[Object position labeling entries]
====
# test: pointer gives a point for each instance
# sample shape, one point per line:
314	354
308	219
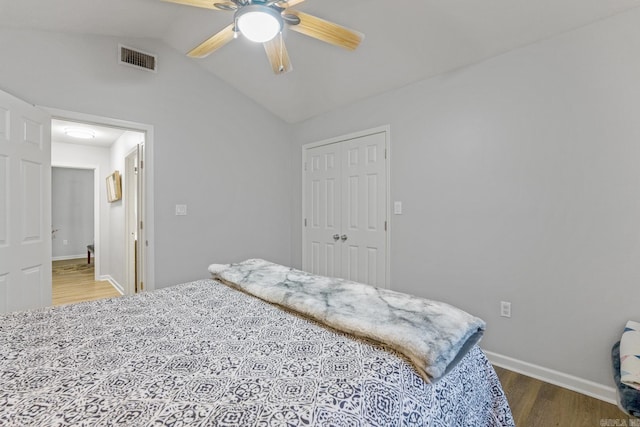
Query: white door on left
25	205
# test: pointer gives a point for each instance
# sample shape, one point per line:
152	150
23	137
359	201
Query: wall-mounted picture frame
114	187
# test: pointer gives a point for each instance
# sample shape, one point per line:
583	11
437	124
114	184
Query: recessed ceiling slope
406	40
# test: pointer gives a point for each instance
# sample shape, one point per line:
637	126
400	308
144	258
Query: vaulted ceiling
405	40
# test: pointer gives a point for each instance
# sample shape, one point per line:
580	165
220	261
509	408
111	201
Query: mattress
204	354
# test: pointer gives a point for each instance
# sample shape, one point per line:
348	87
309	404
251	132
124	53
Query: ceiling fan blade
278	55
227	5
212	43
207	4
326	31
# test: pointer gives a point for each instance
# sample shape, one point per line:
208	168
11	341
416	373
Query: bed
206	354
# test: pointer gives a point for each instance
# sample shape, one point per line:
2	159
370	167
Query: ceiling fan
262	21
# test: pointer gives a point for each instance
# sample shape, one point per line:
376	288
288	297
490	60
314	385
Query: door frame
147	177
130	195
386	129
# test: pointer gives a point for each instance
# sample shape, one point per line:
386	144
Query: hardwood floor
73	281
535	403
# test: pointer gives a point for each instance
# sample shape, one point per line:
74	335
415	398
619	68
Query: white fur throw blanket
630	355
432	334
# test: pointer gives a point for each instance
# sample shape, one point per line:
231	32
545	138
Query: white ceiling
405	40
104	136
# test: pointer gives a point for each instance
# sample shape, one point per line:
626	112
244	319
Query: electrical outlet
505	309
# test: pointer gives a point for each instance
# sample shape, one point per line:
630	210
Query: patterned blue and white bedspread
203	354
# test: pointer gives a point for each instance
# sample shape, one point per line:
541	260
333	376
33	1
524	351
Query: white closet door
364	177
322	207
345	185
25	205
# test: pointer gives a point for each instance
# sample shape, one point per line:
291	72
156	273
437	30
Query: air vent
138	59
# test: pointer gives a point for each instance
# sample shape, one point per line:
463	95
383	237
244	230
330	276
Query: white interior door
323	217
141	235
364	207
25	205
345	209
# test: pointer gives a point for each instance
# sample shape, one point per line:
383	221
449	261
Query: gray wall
====
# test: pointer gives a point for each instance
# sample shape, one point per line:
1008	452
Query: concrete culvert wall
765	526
====
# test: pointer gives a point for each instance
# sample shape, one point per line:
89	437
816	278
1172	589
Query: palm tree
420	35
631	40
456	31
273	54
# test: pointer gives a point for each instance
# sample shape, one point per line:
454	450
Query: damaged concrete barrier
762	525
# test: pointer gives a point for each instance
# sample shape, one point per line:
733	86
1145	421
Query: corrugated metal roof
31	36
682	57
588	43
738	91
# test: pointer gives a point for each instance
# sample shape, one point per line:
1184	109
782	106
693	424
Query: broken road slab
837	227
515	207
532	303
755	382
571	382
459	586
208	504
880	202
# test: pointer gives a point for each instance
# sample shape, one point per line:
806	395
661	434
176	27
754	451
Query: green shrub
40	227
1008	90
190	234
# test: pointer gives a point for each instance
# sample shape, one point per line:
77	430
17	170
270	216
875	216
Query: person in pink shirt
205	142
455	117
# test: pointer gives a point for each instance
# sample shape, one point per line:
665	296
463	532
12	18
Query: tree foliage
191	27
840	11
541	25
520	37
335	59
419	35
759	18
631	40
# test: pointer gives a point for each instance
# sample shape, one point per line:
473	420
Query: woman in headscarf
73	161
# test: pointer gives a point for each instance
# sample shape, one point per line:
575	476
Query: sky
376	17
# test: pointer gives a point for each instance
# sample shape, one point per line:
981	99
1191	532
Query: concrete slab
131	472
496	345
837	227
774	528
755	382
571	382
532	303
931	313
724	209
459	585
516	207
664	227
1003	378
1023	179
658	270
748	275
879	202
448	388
====
▶ [What to do] Gather every line above that contains the string "slab", with case counting, and copy each one.

▶ [Solved exercise]
Query: broken road slab
Query: concrete slab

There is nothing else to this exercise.